What the exercise asks: Print every one of the rows below verbatim, omitting the pictures.

Exercise inputs:
########

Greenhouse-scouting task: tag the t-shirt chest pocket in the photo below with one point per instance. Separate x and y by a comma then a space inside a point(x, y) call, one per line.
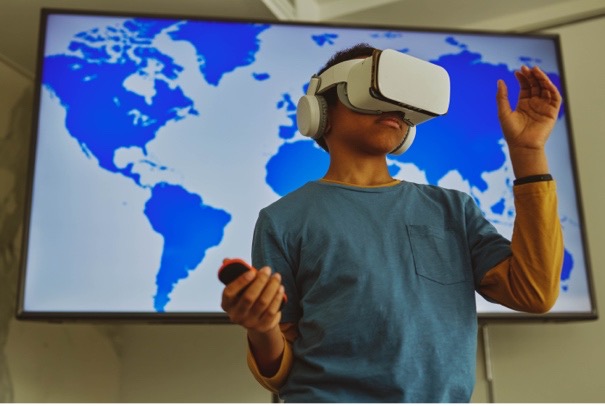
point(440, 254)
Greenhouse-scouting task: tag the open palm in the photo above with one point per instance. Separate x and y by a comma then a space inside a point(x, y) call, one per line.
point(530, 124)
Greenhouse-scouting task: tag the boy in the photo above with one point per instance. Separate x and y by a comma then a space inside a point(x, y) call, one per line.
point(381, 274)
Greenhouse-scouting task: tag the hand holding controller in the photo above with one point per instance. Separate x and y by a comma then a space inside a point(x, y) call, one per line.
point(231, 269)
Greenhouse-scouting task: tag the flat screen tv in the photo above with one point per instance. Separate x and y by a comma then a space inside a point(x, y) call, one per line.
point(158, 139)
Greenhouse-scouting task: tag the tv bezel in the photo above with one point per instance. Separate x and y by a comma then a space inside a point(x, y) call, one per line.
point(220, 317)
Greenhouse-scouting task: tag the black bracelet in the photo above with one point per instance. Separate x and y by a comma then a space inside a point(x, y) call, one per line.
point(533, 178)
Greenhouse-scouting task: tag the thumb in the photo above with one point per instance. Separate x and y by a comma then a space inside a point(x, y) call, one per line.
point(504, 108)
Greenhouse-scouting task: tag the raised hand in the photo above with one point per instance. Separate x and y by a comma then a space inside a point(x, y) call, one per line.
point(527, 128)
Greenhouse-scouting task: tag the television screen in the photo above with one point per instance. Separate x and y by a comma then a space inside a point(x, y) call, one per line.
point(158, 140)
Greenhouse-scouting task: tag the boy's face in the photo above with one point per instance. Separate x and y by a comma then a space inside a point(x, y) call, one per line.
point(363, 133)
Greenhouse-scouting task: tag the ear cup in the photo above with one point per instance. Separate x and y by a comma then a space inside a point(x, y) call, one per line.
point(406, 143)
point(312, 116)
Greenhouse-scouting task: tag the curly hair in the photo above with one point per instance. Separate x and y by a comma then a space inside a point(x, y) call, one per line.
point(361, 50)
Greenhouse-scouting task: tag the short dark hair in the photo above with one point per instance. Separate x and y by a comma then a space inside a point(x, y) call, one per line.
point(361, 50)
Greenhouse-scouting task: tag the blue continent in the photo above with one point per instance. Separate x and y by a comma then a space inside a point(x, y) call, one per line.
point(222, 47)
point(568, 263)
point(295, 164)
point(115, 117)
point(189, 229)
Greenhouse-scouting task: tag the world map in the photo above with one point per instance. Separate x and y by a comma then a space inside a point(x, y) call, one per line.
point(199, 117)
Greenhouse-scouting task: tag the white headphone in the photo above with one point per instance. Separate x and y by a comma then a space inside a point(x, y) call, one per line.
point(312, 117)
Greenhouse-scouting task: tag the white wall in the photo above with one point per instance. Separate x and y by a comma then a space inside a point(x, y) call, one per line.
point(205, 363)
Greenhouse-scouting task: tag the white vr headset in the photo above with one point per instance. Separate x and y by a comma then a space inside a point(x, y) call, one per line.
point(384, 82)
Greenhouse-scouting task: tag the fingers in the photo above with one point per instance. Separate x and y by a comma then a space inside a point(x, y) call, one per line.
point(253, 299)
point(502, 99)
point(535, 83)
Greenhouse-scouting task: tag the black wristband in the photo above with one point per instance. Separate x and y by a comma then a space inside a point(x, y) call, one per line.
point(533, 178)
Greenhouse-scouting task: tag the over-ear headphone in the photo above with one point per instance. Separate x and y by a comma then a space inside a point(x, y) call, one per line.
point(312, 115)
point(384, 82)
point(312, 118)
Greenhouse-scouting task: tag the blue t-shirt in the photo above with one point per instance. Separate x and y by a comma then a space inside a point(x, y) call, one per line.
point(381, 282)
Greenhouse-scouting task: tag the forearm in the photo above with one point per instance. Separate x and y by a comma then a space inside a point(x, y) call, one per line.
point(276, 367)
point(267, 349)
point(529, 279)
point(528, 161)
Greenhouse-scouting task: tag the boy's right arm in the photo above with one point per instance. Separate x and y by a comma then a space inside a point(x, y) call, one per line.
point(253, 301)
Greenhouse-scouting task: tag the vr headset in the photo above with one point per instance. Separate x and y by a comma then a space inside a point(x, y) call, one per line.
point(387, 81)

########

Answer below:
Greenhouse-scouting task: tag the t-shirt chest pocket in the photo below with one point per instance. Separate x and y by a comma then a space inside a point(x, y) call, one per line.
point(440, 254)
Greenhouse-scouting task: tag the open palm in the photo above with one point per instance. Separate x and y by a comma then a space inside a point(x, y) call, one per line.
point(530, 124)
Greenhouse-scouting task: tag the boy in the photo above with one point per instance. Separate x and y by a comma then a space inside a point(x, y) call, one per line.
point(381, 274)
Greenhouse-scouting task: tag the hand holding controller in the photo above with one point per instance. Separate x and y by a comma then a space inside a point(x, y) call, one per line.
point(231, 269)
Greenhouse-scouting task: tag the flat screen tv in the photo above with one point per instance. Separate x and y by a comma then a space inside a point(x, y) call, one per line.
point(158, 139)
Greenhouse-scouting task: tag the tv bezel in the photo above with one point per instance. Separate x and y by a comma then a space inside a point(x, y) call, one per line.
point(220, 317)
Greenhouse-scouting task: tag the black bracelet in the photo above with one point per instance. Separate x and y by a comma then a space inside a point(x, y) call, one per line.
point(533, 178)
Greenhouse-scouting task: tag the thumb in the photo above with one point per instance. Separate x and y by a comma then a space inside a point(x, y) call, one per line.
point(504, 108)
Greenhouse-scouting task: tag the raised hand in the photo above with one point per instance. Separate x and y by a comma then a space inside a point(x, y) call, one per line.
point(527, 128)
Greenhouse-scouting task: tag the television screen in the photo above with one point per instance. Separate x and y by a comma then a space inside a point(x, y) call, one per line.
point(158, 140)
Greenhouse-scouting task: tag the boy's face in the photo above with one point per instance. Separate x and y by a comma then a space inside a point(x, y) call, one per line.
point(363, 133)
Greenhouse-scouting task: tag the ear cup in the photo above with one point per instance. Separate x and y by a comma then a space inside a point(x, y) call, one per line.
point(406, 143)
point(312, 116)
Greenhouse-scouting task: tag the curly hair in the photo above with one point per instance. Separate x and y by a comma then a space inside a point(x, y) call, one per line.
point(361, 50)
Greenhouse-scouting task: tag the short dark hair in the photo above with one point per instance. Separate x and y by a comma then a space inside a point(x, y) call, one per line.
point(361, 50)
Greenhouse-scouting task: tag the blue continent in the photo above with one point per instance. Separate x and y by a comma then a space inside a point(x, y) call, one per line.
point(222, 47)
point(568, 263)
point(295, 164)
point(115, 117)
point(189, 229)
Greenhouse-scouting task: tag the world map in the photo above with one point per instance. Separate x and y by a comma then a space inside a point(x, y) call, one per line.
point(199, 117)
Greenhouse-scouting task: tag the white headphone in the photo above with one point per instance. Separate x and y by a comma then a space inside a point(x, y) call, one per line.
point(312, 117)
Greenhouse-scouting task: tag the white wall in the photo above with one point per instance. Separate x and y by a comma then a space inside a point(x, y) call, one per line.
point(205, 363)
Greenhouse-scouting task: tag the white vr headset in the photo above with one point per instance. Separate x and y by a comma then a space inside a point(x, y) call, one per line.
point(384, 82)
Greenhouse-scouting task: tag the fingers in the photo above with one point per instance. Separate x and y by a comma then a space inside a point(x, y) call, one per line.
point(253, 299)
point(502, 99)
point(535, 83)
Greenhouse-scouting task: tag the black wristband in the photo above with one point per instance. Separate x and y by a comma then a space inside a point(x, y) call, one per line.
point(533, 178)
Greenhouse-scouting task: tag the over-ear headphone in the photo above with one point per instance. Separate x and y by a comma then a space inside a point(x, y) call, one per line.
point(312, 115)
point(384, 82)
point(312, 118)
Greenhouse-scouting task: tag the blue t-shirt in the photo above with one point per instance. Separate x and y by a comma then a space inside a point(x, y) call, one per line.
point(381, 282)
Greenhouse-scouting task: tag the forearm in the photo above with one point per instance. Separate x and y by a comma then a space inside a point(x, y) call, one per line.
point(276, 367)
point(267, 349)
point(529, 279)
point(528, 161)
Greenhouse-scouting task: tag the boy's right arm in the photo above with one point per instance. Separate x and y by a comma then a space inside a point(x, y) call, one per line.
point(253, 301)
Greenhouse-scouting task: tag the vr headset in the photo above with one point per instance. Separate x and y by a comma then a space inside a point(x, y) call, one per line.
point(387, 81)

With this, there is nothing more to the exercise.